>> START RECORDS FOR THE EXERCISE
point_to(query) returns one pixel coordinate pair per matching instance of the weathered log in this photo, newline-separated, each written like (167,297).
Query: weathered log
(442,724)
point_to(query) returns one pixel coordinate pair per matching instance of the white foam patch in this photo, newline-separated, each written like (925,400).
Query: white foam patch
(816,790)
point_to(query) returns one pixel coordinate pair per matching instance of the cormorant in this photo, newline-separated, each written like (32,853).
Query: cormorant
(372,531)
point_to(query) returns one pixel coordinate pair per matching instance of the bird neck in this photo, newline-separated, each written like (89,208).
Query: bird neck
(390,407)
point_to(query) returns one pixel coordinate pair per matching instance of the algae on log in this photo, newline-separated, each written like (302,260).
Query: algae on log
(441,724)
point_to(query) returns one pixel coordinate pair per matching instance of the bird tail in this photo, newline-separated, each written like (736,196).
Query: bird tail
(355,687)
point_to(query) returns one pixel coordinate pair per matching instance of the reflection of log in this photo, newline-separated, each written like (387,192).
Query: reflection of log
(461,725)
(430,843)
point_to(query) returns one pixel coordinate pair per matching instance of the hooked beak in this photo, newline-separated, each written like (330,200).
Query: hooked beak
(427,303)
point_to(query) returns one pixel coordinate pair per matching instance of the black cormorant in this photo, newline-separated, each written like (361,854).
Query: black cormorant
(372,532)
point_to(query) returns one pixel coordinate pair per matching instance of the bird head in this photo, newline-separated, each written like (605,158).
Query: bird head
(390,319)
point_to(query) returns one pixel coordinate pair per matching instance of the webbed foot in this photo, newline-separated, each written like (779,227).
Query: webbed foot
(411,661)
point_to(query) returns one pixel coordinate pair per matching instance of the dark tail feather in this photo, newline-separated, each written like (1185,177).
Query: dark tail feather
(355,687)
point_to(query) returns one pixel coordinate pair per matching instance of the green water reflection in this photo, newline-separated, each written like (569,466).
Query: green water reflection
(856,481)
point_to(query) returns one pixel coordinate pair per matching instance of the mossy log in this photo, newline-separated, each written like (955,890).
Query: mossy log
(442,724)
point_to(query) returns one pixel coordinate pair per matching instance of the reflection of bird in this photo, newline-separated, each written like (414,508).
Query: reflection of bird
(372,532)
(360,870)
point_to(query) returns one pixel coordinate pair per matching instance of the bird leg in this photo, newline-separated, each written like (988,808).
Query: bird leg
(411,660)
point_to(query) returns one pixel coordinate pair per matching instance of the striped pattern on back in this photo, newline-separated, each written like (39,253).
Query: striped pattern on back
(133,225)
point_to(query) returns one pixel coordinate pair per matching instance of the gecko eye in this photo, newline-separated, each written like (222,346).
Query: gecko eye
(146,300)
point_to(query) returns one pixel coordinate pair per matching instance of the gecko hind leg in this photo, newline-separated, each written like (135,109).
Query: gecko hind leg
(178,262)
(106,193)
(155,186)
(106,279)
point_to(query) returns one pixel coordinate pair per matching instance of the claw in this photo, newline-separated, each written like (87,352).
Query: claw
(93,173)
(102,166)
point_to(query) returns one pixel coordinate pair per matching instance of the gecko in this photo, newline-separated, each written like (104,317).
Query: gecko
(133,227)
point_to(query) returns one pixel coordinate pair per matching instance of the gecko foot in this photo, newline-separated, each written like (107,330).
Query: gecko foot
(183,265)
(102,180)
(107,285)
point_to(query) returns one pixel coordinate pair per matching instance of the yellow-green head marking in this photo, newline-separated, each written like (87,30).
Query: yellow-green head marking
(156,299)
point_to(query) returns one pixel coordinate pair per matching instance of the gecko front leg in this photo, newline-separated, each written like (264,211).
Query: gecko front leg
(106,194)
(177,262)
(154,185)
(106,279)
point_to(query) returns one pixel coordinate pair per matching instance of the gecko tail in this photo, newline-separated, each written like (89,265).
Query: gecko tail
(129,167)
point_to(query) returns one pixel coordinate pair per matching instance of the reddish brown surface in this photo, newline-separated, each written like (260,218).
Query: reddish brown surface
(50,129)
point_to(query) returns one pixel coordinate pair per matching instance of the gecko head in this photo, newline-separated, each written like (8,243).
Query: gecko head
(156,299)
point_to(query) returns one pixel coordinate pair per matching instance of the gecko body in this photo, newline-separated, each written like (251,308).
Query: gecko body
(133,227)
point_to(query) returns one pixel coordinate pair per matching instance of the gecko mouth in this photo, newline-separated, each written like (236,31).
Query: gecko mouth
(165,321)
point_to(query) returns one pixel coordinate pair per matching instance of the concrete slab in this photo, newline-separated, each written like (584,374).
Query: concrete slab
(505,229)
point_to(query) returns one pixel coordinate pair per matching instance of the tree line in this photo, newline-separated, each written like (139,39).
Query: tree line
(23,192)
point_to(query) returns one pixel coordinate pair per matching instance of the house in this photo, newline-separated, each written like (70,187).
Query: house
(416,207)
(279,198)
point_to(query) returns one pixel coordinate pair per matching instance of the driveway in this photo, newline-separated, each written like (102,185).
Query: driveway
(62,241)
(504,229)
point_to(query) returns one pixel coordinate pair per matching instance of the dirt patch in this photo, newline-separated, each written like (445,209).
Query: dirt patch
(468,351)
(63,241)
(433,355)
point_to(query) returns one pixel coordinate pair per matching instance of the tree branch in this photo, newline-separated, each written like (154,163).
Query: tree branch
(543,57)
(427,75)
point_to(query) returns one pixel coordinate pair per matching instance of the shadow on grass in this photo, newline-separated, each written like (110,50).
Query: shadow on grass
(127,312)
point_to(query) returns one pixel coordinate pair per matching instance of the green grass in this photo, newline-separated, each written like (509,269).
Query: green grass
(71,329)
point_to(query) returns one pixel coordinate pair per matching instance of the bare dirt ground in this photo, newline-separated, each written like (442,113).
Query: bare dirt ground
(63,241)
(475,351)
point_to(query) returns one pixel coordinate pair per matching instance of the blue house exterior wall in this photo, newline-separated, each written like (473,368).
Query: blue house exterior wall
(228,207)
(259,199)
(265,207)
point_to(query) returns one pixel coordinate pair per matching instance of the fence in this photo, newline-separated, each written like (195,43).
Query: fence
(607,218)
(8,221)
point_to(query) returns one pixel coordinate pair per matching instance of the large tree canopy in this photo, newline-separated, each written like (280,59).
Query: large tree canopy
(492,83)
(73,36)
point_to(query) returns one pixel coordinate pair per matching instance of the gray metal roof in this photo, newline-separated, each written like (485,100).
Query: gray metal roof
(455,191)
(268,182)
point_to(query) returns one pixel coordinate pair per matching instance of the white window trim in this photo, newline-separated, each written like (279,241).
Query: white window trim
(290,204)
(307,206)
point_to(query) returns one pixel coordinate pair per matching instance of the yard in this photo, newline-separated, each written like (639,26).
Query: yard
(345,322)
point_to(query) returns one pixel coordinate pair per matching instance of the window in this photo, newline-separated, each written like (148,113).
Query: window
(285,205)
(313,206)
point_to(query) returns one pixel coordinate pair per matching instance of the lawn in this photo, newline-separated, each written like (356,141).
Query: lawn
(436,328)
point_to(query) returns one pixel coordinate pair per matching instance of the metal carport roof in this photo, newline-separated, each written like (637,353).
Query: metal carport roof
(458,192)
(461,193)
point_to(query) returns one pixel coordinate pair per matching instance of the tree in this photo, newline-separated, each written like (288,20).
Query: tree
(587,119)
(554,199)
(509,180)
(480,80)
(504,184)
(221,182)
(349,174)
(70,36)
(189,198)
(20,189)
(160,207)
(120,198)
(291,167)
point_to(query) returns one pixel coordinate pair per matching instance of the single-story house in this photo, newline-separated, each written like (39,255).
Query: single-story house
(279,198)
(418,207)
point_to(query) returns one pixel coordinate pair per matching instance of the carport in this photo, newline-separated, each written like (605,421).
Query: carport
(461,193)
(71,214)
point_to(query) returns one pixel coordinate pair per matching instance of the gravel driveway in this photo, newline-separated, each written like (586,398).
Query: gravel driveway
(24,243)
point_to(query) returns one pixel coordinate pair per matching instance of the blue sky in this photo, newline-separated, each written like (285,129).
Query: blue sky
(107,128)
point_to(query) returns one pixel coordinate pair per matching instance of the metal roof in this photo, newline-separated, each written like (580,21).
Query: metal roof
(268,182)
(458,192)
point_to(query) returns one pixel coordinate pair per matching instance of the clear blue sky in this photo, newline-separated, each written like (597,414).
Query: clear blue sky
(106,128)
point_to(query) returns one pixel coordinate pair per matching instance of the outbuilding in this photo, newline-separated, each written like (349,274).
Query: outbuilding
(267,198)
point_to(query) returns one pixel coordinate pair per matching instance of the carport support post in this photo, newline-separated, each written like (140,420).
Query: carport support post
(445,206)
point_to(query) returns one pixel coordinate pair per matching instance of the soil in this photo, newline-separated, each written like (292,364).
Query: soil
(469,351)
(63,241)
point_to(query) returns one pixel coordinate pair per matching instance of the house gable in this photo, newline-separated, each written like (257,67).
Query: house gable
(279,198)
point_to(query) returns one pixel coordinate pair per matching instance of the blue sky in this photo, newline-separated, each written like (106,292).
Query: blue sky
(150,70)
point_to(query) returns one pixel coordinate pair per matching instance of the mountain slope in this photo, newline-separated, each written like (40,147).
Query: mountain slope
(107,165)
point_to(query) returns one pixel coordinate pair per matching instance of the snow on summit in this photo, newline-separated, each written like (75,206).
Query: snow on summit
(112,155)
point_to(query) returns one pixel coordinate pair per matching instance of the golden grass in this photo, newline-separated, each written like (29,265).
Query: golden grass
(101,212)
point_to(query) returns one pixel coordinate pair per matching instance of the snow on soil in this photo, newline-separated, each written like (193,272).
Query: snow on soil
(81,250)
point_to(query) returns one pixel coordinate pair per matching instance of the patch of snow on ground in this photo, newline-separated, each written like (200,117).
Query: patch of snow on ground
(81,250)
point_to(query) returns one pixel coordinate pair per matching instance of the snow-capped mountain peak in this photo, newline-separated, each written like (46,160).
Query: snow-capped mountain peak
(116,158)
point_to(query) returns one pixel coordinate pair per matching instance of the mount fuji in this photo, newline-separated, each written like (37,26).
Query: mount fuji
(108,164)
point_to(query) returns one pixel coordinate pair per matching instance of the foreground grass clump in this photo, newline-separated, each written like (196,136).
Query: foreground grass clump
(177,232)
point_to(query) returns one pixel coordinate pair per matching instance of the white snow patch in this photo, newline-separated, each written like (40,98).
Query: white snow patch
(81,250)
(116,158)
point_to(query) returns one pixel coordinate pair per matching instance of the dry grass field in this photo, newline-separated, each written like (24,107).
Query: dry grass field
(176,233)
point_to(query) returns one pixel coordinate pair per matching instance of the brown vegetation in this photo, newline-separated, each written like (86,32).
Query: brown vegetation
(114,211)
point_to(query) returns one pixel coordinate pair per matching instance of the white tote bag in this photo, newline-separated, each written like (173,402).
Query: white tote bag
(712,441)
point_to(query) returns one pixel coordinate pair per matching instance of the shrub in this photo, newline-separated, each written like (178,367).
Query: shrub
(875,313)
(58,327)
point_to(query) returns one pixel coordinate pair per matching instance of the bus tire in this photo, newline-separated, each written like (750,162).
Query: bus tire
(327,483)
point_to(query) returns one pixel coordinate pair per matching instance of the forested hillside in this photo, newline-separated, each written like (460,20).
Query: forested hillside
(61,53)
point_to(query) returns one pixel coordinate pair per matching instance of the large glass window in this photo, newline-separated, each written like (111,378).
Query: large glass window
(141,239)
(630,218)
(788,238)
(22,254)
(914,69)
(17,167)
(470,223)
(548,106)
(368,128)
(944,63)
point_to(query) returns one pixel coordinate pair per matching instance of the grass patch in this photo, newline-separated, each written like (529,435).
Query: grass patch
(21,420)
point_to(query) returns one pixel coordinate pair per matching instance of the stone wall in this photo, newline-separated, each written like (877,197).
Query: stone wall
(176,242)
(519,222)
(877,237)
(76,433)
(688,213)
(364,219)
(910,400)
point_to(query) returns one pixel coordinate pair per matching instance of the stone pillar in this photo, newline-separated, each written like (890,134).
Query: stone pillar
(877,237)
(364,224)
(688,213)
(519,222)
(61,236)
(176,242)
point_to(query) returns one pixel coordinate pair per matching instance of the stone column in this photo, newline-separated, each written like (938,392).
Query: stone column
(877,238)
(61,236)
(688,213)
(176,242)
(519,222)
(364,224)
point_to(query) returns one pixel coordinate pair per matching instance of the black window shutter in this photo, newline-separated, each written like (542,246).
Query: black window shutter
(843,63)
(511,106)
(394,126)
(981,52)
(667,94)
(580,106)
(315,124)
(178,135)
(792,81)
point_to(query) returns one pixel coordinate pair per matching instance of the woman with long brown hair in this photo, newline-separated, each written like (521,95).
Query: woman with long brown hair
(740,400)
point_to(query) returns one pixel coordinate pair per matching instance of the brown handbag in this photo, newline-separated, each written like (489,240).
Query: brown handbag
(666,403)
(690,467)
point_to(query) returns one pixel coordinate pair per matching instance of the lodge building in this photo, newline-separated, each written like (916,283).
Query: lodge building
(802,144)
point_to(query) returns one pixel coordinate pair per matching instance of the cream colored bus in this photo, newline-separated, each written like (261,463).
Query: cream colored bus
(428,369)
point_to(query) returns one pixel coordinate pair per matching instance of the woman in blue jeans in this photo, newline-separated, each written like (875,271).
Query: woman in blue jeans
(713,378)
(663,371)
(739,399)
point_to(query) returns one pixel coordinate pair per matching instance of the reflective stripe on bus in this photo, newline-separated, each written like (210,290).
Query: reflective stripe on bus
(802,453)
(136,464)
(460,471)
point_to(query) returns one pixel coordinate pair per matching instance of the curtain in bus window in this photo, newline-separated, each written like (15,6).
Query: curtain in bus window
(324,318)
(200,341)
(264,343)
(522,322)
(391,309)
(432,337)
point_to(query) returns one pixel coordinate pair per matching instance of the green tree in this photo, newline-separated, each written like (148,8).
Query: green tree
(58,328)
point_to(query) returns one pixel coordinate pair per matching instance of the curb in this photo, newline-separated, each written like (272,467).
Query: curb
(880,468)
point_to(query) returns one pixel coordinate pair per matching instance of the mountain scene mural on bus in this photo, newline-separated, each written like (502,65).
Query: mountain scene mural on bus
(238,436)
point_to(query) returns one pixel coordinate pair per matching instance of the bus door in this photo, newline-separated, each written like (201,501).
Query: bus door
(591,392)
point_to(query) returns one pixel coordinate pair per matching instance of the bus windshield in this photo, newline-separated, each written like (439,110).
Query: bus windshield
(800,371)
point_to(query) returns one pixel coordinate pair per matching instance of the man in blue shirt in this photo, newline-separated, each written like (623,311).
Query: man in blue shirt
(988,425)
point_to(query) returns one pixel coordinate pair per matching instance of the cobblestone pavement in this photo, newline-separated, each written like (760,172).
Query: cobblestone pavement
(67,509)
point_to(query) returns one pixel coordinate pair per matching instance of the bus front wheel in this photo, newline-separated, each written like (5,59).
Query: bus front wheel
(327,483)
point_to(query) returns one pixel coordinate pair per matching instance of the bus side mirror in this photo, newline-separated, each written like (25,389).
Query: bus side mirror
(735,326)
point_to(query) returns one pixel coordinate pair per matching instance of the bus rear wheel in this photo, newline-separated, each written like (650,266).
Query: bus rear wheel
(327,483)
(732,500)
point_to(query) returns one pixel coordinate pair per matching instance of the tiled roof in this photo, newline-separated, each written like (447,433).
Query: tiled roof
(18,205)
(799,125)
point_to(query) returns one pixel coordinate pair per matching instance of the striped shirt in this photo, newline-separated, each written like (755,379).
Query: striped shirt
>> END RECORDS FOR THE EXERCISE
Rewrite the listing from the line containing "written like (755,379)." through its end, swapping "striped shirt" for "plaid shirt" and changing nothing else.

*ANSWER TO THIS TASK*:
point_to(query) returns one pixel coordinate pair per matching instance of the plaid shirt in this photo, newline-separated, each written like (755,379).
Query: plaid shirt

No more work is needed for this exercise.